Provided material:
#####

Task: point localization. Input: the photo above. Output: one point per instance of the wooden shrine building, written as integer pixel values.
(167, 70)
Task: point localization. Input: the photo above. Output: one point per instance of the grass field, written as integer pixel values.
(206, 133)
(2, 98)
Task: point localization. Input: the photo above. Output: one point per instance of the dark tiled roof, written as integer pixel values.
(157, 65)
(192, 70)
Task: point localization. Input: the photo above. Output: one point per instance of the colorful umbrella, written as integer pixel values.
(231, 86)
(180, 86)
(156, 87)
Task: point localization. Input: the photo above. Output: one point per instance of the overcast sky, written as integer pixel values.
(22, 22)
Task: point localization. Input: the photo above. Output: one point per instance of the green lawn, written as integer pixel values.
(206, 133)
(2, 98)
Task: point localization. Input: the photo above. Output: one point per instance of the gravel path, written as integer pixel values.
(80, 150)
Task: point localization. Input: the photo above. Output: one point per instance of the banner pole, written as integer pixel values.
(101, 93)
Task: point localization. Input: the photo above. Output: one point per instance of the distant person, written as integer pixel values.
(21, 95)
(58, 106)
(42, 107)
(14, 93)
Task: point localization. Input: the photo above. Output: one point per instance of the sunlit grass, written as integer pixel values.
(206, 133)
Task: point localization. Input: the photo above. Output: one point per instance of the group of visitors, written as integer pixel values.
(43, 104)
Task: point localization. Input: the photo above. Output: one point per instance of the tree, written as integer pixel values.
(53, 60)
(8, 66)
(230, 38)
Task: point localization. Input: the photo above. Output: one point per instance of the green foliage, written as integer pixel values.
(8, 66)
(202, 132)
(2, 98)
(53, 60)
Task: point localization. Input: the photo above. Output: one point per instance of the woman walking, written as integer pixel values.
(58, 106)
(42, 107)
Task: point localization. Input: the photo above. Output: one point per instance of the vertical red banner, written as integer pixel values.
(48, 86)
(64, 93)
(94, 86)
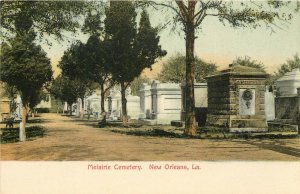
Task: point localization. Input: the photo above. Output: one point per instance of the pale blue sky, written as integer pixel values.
(220, 44)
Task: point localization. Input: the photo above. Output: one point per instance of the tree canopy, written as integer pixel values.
(25, 66)
(190, 16)
(173, 70)
(46, 17)
(130, 49)
(248, 62)
(64, 89)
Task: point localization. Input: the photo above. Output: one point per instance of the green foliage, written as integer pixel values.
(46, 17)
(288, 66)
(77, 67)
(137, 84)
(25, 66)
(248, 62)
(64, 89)
(174, 69)
(130, 50)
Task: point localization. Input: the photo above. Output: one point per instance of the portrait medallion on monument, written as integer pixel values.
(247, 101)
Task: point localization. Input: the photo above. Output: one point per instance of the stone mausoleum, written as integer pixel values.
(236, 100)
(287, 101)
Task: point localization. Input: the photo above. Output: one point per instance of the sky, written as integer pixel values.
(216, 43)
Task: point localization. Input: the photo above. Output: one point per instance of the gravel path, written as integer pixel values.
(68, 139)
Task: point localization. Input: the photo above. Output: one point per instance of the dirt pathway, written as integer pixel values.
(72, 140)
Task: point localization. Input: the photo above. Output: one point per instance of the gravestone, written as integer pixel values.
(236, 100)
(269, 103)
(165, 102)
(115, 104)
(145, 101)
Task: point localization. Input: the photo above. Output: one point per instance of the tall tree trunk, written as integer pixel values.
(190, 120)
(124, 105)
(82, 108)
(103, 113)
(102, 98)
(22, 132)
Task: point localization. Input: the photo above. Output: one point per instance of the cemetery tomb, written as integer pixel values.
(145, 102)
(236, 100)
(115, 104)
(165, 102)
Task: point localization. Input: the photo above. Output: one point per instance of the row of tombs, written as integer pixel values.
(235, 99)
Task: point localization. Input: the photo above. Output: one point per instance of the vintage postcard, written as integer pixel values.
(150, 97)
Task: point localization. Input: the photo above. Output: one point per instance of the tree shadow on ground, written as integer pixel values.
(155, 132)
(38, 121)
(11, 135)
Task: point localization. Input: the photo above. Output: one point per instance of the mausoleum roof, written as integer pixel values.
(239, 70)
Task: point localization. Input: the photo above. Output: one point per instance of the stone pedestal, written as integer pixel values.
(236, 100)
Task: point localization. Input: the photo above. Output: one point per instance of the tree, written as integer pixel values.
(76, 66)
(137, 84)
(174, 69)
(288, 66)
(191, 14)
(45, 17)
(130, 49)
(26, 67)
(65, 90)
(248, 62)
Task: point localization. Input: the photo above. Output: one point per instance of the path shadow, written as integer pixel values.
(155, 132)
(275, 146)
(11, 135)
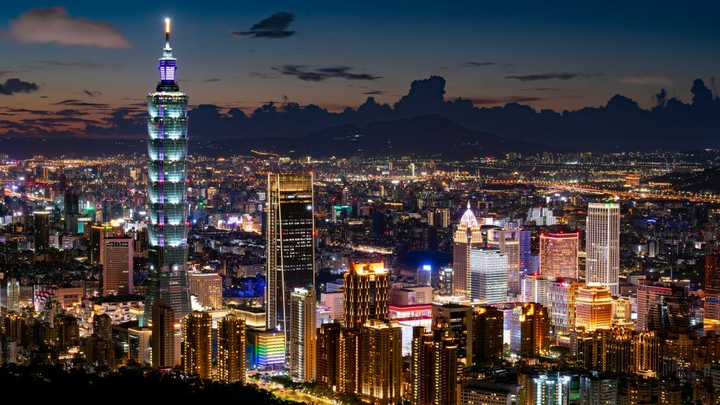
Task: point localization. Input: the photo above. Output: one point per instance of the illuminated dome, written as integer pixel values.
(468, 220)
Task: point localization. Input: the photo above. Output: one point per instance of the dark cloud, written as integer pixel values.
(14, 86)
(505, 100)
(273, 27)
(55, 26)
(79, 103)
(318, 75)
(645, 78)
(553, 76)
(52, 64)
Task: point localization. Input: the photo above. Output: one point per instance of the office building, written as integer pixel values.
(231, 342)
(381, 362)
(197, 344)
(602, 245)
(167, 191)
(290, 248)
(118, 266)
(467, 236)
(301, 345)
(488, 276)
(559, 255)
(207, 287)
(433, 366)
(593, 307)
(488, 326)
(365, 293)
(162, 341)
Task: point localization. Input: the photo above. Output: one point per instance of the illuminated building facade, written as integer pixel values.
(488, 275)
(467, 236)
(507, 241)
(328, 355)
(290, 249)
(118, 266)
(593, 307)
(365, 293)
(167, 190)
(231, 348)
(488, 325)
(303, 308)
(381, 362)
(559, 255)
(433, 366)
(603, 245)
(197, 344)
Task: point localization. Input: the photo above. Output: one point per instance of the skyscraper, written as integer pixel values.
(488, 275)
(603, 245)
(593, 307)
(231, 348)
(197, 344)
(559, 255)
(162, 340)
(365, 293)
(118, 266)
(381, 361)
(303, 308)
(290, 247)
(467, 236)
(167, 189)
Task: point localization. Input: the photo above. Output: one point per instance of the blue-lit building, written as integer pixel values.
(167, 160)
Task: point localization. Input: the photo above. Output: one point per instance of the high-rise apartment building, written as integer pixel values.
(167, 191)
(231, 342)
(290, 247)
(118, 266)
(303, 308)
(559, 255)
(467, 236)
(488, 275)
(593, 307)
(365, 293)
(381, 362)
(603, 245)
(197, 344)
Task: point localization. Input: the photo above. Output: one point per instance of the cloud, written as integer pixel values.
(43, 64)
(552, 76)
(14, 86)
(505, 100)
(318, 75)
(55, 26)
(273, 27)
(645, 78)
(78, 103)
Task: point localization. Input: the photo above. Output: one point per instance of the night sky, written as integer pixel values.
(96, 57)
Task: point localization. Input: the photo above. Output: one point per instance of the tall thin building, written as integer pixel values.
(290, 247)
(167, 190)
(559, 255)
(467, 236)
(433, 366)
(231, 348)
(162, 340)
(197, 344)
(603, 245)
(365, 293)
(118, 266)
(303, 309)
(381, 361)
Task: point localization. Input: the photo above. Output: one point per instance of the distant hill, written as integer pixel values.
(708, 179)
(424, 136)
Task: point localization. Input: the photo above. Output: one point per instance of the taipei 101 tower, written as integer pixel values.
(167, 191)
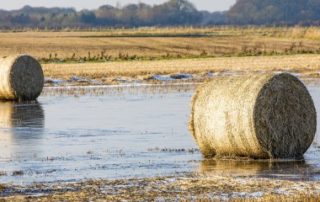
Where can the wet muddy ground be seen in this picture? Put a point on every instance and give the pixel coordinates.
(77, 139)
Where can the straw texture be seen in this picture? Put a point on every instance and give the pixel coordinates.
(21, 78)
(259, 116)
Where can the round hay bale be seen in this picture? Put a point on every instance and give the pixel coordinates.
(21, 78)
(258, 116)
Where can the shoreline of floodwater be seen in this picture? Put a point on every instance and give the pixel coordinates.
(169, 188)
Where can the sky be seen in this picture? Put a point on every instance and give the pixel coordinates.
(210, 5)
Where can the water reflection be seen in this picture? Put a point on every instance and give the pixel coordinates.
(21, 126)
(293, 170)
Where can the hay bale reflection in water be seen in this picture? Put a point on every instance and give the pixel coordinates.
(20, 125)
(281, 169)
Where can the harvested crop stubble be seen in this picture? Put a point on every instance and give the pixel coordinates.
(259, 116)
(21, 78)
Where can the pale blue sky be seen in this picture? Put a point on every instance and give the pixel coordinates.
(211, 5)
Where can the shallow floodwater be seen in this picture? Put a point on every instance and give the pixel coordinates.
(118, 132)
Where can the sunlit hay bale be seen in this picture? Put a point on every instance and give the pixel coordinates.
(258, 116)
(21, 78)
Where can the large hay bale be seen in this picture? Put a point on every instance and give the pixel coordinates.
(21, 78)
(259, 116)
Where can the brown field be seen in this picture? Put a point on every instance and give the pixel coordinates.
(155, 43)
(306, 65)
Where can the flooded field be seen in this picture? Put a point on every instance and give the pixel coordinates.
(78, 133)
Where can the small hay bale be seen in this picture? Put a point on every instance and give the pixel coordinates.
(21, 78)
(258, 116)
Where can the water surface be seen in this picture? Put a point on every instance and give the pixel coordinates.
(118, 132)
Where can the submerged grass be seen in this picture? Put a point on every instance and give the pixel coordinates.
(181, 188)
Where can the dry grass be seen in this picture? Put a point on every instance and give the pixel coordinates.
(308, 64)
(156, 43)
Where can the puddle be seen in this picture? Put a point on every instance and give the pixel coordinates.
(115, 132)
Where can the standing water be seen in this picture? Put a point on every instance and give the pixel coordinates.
(77, 133)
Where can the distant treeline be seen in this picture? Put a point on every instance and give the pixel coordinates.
(170, 13)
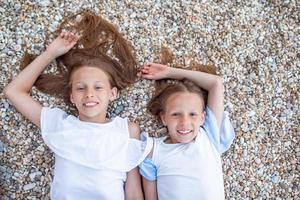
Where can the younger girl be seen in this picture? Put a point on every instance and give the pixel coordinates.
(186, 164)
(94, 156)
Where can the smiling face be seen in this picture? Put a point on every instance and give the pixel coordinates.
(91, 93)
(183, 115)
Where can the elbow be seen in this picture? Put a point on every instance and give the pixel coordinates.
(7, 91)
(219, 84)
(10, 92)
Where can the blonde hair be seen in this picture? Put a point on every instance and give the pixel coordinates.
(99, 45)
(165, 88)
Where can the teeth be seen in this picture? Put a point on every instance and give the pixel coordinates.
(90, 104)
(185, 132)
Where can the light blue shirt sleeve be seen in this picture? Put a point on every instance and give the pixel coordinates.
(221, 137)
(148, 169)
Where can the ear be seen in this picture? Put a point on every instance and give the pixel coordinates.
(203, 117)
(163, 118)
(71, 98)
(113, 94)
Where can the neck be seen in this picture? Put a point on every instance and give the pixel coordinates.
(96, 119)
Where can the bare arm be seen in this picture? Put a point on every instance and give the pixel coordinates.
(150, 190)
(212, 83)
(133, 185)
(18, 90)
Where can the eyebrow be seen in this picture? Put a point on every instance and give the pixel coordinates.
(94, 82)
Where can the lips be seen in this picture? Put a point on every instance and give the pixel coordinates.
(90, 104)
(184, 132)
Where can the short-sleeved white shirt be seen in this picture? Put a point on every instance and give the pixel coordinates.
(91, 159)
(194, 170)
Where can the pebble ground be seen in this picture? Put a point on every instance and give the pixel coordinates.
(254, 44)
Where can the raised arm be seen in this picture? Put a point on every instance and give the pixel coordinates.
(133, 185)
(212, 83)
(18, 90)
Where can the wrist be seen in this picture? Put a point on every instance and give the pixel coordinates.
(175, 73)
(50, 54)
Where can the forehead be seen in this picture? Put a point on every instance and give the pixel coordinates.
(87, 73)
(184, 100)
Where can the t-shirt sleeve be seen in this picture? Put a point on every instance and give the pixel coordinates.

#####

Could you give the part that opens with the line containing "Where can the pebble" and runs through the end of the records as a Markdown table with the columns Row and Text, numbering each line and leaving out blank lines?

Complete response:
| Row | Text |
|---|---|
| 1 | Where can the pebble ground be seen in this picture? Put a point on every instance and give the pixel coordinates. |
| 2 | (254, 44) |
| 3 | Where can the raised arm be seen in this picture? Put a point on every instance and give the pixel coordinates. |
| 4 | (133, 185) |
| 5 | (212, 83) |
| 6 | (18, 90) |
| 7 | Where can the wrist be seen in this picture? Put a point on every instance and give the pixel coordinates. |
| 8 | (175, 73) |
| 9 | (50, 54) |
| 10 | Where can the forehead be seen in this picture? Put a point on every instance and give the pixel coordinates. |
| 11 | (87, 73) |
| 12 | (184, 100) |
| 13 | Where can the t-shirt sleeve be seen in this picture? Put a point on every instance and give the pixel coordinates. |